**文章节选:**
◆ ◆ ◆ ◆ ◆ ◆ ◆
托马斯·弗里德曼  2022年2月23日
 
卢甘斯克的一名乌克兰军人。卢甘斯克位于乌克兰东部,俄罗斯已于周一承认其为独立领土。
卢甘斯克的一名乌克兰军人。卢甘斯克位于乌克兰东部,俄罗斯已于周一承认其为独立领土。 TYLER HICKS/THE NEW YORK TIMES
 
爆发像乌克兰这样的重大冲突时,记者们总会自问:“我应该待在什么地方?基辅?莫斯科?慕尼黑?华盛顿?对这次冲突而言,我的答案是这些地方都不对。理解这场战争唯一的地方,在俄罗斯总统普京的脑袋里。普京是自斯大林以来最强大、最不受约束的俄罗斯领导人,这场战争的时间选择是他的野心、战略和不满的产物。
 
话虽这样说,但美国并不能完全摆脱火上浇油的责任。
 
此话怎讲?对于乌克兰追求脱离他势力范围的目标,普京既视为一个战略损失,也视为一种个人和国家的耻辱。普京在周一的讲话中的确表示,乌克兰没有要求独立的权利,而是俄罗斯不可分割的一部分,“血缘和家庭的纽带把我们与”乌克兰人民“联系在一起”。
 
这就是为什么普京对乌克兰自由选举产生的政府发起的攻击,给人的感觉像是地缘政治上的名誉杀人(honor killing)。
 
普京基本上是在对乌克兰人(他们中想加入欧洲联盟的比想加入北约的)说:“你爱上了错误的人。你不能跟北约或欧盟私奔。如果我必须用棍棒打死你的政府,然后把你拖回家的话,我会这样做的。”
俄罗斯总统普京周一发表讲话。
俄罗斯总统普京周一发表讲话。 POOL PHOTO BY ALEKSEY NIKOLSKYI
 
这是一种险恶的、发自内心的东西。尽管如此,这背后有个相关的故事。普京对乌克兰的依恋不只是出于神秘的民族主义。
在我看来,有两根给这场火添柴的巨大木头。第一根是美国考虑欠周的决定,即美国在20世纪90年代苏联解体后——其实是尽管苏联已解体——做出的扩大北约的决定。
第二根而且是大的一根,是普京如何无所顾忌地利用了北约向俄罗斯周边地区的扩张,将俄罗斯人团结到他的身边,来掩盖他在领导力方面的巨大失败。普京没有能够让俄罗斯成为一个能真正吸引邻国而是不让邻国恐惧、能激发俄罗斯最有才华的人留在国内而不是排队申请西方签证的经济模式。
我们需要对这两根木头进行分析。大多数美国人都没太注意20世纪90年代末和21世纪初,北约向波兰、匈牙利、捷克共和国、拉脱维亚、立陶宛和爱沙尼亚等东欧和中欧国家的扩张,这些国家或曾是苏联的一部分、或属于其势力范围。不难理解这些国家想加入北约的原因,因为倘若快速取代了苏联的俄罗斯对它们发动攻击的话,成为该联盟的成员让美国有义务为它们提供保护。
◆ ◆ ◆ ◆ ◆ ◆ ◆
**数据:**
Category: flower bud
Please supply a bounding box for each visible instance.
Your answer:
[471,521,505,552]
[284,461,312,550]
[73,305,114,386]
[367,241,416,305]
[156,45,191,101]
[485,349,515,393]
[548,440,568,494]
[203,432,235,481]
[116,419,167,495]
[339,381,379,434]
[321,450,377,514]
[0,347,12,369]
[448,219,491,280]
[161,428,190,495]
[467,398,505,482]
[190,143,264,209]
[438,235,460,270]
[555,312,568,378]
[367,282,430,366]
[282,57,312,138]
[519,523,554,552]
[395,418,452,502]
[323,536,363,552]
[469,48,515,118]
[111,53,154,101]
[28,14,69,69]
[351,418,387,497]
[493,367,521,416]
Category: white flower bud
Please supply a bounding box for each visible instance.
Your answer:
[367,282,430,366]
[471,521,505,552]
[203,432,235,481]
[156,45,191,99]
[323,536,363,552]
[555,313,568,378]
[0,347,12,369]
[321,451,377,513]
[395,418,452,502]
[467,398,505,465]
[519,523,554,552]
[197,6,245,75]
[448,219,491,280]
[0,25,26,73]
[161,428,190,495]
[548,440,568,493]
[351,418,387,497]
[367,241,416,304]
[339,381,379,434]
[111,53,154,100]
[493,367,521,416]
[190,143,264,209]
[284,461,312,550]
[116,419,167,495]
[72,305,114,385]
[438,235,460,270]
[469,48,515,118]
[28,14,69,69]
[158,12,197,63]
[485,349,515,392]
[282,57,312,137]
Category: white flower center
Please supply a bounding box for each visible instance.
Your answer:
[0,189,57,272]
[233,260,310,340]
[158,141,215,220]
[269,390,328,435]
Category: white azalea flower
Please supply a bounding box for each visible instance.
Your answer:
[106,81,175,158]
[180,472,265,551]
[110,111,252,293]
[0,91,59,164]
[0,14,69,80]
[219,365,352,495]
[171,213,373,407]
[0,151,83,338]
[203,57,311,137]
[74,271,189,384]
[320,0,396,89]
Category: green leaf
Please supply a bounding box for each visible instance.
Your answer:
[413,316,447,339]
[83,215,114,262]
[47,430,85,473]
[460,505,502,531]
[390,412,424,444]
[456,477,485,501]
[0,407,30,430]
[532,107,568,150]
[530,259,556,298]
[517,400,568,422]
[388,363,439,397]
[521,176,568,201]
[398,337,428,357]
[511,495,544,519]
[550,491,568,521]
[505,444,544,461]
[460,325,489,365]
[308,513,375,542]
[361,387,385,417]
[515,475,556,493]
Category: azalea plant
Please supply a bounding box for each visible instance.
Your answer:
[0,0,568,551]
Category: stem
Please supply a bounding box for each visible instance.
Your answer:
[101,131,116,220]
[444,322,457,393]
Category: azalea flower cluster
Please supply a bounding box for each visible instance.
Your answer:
◆ ◆ ◆ ◆ ◆ ◆ ◆
**练习目标:** 文章节选里,作者说理解这场战争唯一的地方在哪儿?

**练习答案:** 在俄罗斯总统普京的脑袋里。